Brief A :: Translate this sentence from the Basquiat passage into Spanish: "We do best to remember each of those features as part of him—and separately, we do best to remember Basquiat as Basquiat."

Passage shown ::
______
Feverishly prolific New York graf-based expressionist painter Jean-Michel Basquiat would have turned 52 today. That fact jars us because of the inevitable Peter Pan myth that accompanies the premature death of any young artist in any discipline.

Though I hate to pursue it, does it depress us to imagine a middle-aged JMB? Would he be still cocooned and slickly dressed, and now entrenched and heavily sponsored downtown, or maybe bugged-out HR-from-Bad-Brains style, redolent in gray dreads, pursued often and obtained for the occasional commission in order to keep up his paranoid existence in who-knows-where?

Of course, Basquiat’s influence dwarfs the downtown New York art scene in the way that he embodied the New York mix of hip-hop, post-punk, and fashion. But our culture also tends to rely on him in an unspoken way as a kind of purified representation of redundant cliches like doomed youth, avant-garde blackness, and the price of fame. We do best to remember each of those features as part of him—and separately, we do best to remember Basquiat as Basquiat.
______
Listed entries ::
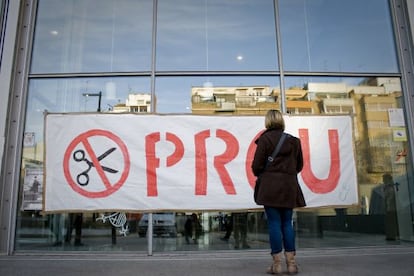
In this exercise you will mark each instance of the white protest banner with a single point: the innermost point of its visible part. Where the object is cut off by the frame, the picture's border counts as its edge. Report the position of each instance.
(131, 162)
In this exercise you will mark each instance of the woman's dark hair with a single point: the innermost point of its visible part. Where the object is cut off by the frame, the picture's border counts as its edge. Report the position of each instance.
(274, 120)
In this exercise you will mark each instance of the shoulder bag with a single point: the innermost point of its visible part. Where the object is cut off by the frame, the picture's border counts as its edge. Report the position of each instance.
(269, 160)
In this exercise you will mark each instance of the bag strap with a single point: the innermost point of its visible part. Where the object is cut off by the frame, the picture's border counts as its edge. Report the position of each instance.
(275, 151)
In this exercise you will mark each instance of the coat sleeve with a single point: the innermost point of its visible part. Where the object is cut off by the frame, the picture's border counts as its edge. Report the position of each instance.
______
Brief B :: Rewrite every line of the records above as a JSON list of strings, one string per line, skipping blank lines. Omit the pictures.

Full answer A :: Lo mejor que podemos hacer es recordar cada uno de esos rasgos como parte de él; y, por separado, lo mejor que podemos hacer es recordar a Basquiat como Basquiat.

Full answer B ::
[
  "In this exercise you will mark each instance of the white protest banner with a single point: the innermost point of its visible part. Where the object is cut off by the frame, the picture's border counts as its edge. Report the position of each instance.",
  "(131, 162)",
  "In this exercise you will mark each instance of the woman's dark hair with a single point: the innermost point of its visible part. Where the object is cut off by the frame, the picture's border counts as its edge. Report the position of each instance.",
  "(274, 120)",
  "In this exercise you will mark each instance of the shoulder bag with a single point: the innermost point of its visible part. Where the object is cut off by the frame, the picture's border counts as its edge. Report the position of each instance.",
  "(269, 160)",
  "In this exercise you will mark each instance of the bag strap with a single point: the innermost point of its visible part. Where the object is cut off by the frame, the picture's border counts as its edge. Report the position of each instance.",
  "(275, 151)",
  "In this exercise you will mark each instance of the coat sleeve with a single point: the innermost point of its visible part. Where the object is cut off by the frame, the picture's border counts as its edge. Report the position of each instance."
]